**Aim of the task**
An exact reproduction of the records is required, with all pictures omitted.

━━ Input

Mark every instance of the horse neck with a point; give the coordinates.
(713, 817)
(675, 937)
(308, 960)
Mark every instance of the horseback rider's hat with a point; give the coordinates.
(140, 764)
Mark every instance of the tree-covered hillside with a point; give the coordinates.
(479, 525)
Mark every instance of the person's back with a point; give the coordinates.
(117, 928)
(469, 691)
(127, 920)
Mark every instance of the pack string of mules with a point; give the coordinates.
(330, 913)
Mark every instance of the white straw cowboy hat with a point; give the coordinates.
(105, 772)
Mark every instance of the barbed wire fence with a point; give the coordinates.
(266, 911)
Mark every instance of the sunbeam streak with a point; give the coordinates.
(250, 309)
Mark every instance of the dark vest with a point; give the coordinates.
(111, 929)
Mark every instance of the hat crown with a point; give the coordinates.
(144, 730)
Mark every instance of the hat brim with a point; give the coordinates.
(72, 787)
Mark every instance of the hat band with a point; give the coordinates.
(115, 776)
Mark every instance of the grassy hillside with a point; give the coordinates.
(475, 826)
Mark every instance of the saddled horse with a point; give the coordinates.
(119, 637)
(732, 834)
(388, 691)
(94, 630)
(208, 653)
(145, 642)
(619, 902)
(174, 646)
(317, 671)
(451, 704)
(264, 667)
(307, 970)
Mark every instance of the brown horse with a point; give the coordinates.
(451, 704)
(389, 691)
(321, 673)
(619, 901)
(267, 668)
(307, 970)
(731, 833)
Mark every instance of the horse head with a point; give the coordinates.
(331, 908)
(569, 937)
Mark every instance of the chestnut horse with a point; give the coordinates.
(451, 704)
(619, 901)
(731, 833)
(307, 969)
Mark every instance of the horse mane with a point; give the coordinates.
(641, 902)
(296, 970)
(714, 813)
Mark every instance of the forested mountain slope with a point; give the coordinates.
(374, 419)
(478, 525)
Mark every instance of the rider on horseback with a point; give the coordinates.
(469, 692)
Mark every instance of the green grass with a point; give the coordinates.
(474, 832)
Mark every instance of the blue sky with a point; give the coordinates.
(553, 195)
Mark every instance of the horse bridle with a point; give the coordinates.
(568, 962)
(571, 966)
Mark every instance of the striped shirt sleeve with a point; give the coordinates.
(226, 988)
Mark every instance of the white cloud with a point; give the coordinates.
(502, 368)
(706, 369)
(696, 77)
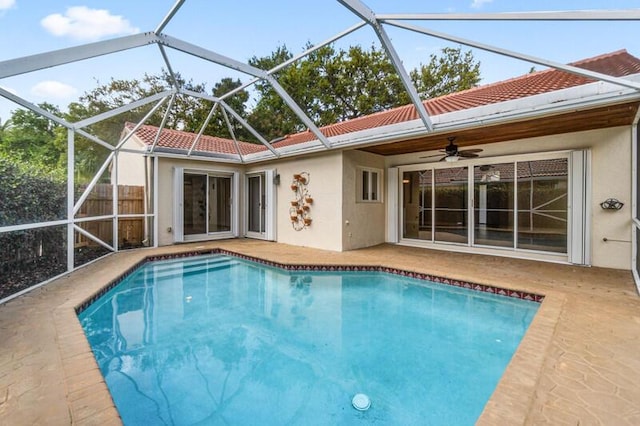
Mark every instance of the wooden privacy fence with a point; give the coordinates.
(131, 231)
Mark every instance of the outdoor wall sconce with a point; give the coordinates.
(611, 204)
(299, 212)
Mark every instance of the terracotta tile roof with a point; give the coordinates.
(179, 140)
(619, 63)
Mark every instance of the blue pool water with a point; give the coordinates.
(218, 340)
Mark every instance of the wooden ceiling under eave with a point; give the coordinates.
(597, 118)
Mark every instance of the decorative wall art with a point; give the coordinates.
(300, 210)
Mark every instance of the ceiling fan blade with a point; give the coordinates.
(431, 156)
(467, 154)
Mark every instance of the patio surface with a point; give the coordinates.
(579, 362)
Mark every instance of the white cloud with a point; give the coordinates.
(82, 23)
(10, 90)
(53, 89)
(7, 4)
(477, 4)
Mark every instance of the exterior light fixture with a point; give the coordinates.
(611, 204)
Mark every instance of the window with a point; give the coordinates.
(369, 184)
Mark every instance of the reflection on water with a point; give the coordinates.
(218, 340)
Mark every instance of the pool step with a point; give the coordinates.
(187, 264)
(165, 272)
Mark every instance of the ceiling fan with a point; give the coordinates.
(452, 153)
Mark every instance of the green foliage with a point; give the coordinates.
(30, 137)
(30, 194)
(451, 72)
(335, 85)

━━━━

**Response to this task**
Mark every instance of the horse neck with a point; give the coordinates.
(713, 817)
(675, 937)
(308, 960)
Mark every instance of the horseback rider's hat with a point; give the coordinates.
(140, 764)
Mark every instance of the tree-covered hillside with a point; give the coordinates.
(479, 525)
Mark every instance of the person's back with a point; give the coordinates.
(117, 928)
(469, 691)
(127, 920)
Mark every instance of the pack string of mules with a point; give the coordinates.
(330, 913)
Mark every instance of the white straw cowboy hat with a point; give the coordinates.
(105, 772)
Mark every instance of the barbed wire fence with a point; give the coordinates.
(266, 911)
Mark every instance of the sunbeam streak with a point; give the coordinates.
(250, 309)
Mark every instance of the dark vest with a point; give the coordinates.
(111, 929)
Mark every instance of the hat crown with a point; give the coordinates.
(144, 730)
Mark every instance of the hat brim with a point; give the coordinates.
(72, 787)
Mark every instance of the hat band with a point; give the coordinates.
(115, 776)
Mark every instance of the grassy hillside with a point; give the coordinates.
(475, 826)
Mark every instance of the saddled horse with a point; give the coordinates.
(119, 637)
(732, 834)
(388, 691)
(94, 630)
(208, 653)
(145, 642)
(619, 902)
(174, 646)
(317, 671)
(451, 704)
(264, 667)
(307, 970)
Mark every instance of the brown horse with a point; give the coordinates.
(451, 704)
(389, 691)
(321, 673)
(619, 901)
(267, 668)
(307, 970)
(731, 833)
Mark every instance of the horse head with a point; give the coordinates.
(331, 908)
(569, 937)
Mark every instance of the chestnut horse with a point; give the coordinates.
(451, 704)
(619, 901)
(731, 833)
(307, 969)
Mark every instance of the horse mane with a point; give the coordinates.
(641, 902)
(296, 970)
(714, 813)
Mark every instance of the forested mountain slope with a point; give the coordinates.
(374, 419)
(478, 525)
Mark every instance of the rider on horseback with a point; give the coordinates.
(469, 692)
Mark every instance of the green grass with a point; give the coordinates.
(474, 832)
Mark every instance of the blue sky with a point; give the coordinates.
(553, 195)
Mark every instance of the horse bridle with a point; give the coordinates.
(568, 962)
(571, 966)
Mark every instance of the striped shirt sleeve with a point; give the coordinates.
(226, 988)
Mark every instance of the white cloud with a point; give the coordinates.
(502, 368)
(706, 369)
(696, 77)
Mark every instance of the wooden privacy fence with a point; give the coordinates.
(131, 231)
Mark every instance of the outdoor wall sconce with a point; give the coordinates.
(611, 204)
(299, 212)
Mark every instance of the terracotta tile roof with a point; give the coordinates.
(179, 140)
(619, 63)
Mark every instance of the blue pool water with a point; give the coordinates.
(218, 340)
Mark every instance of the wooden ceiling under eave with a point; give the coordinates.
(597, 118)
Mark every instance of the decorative wall art with a point; give the coordinates.
(300, 210)
Mark every instance of the ceiling fan blade with a point; give the coordinates.
(431, 156)
(467, 154)
Mark every instance of the patio surface with a point; give the coordinates.
(579, 362)
Mark every instance of the white cloud with a point; give the coordinates.
(82, 23)
(10, 90)
(53, 89)
(7, 4)
(477, 4)
Mark every instance of the exterior light fixture with a point; give the coordinates.
(611, 204)
Mark every instance of the window with a point; give the coordinates.
(369, 184)
Mark every instance of the reflection on water with a point; give the coordinates.
(218, 340)
Mark every instance of the pool step with a point; give the coordinates.
(187, 264)
(165, 272)
Mark every instance of the ceiling fan with a point; give the coordinates.
(452, 153)
Mark every instance of the green foliage with a point; give the coordinates.
(30, 137)
(30, 194)
(451, 72)
(335, 85)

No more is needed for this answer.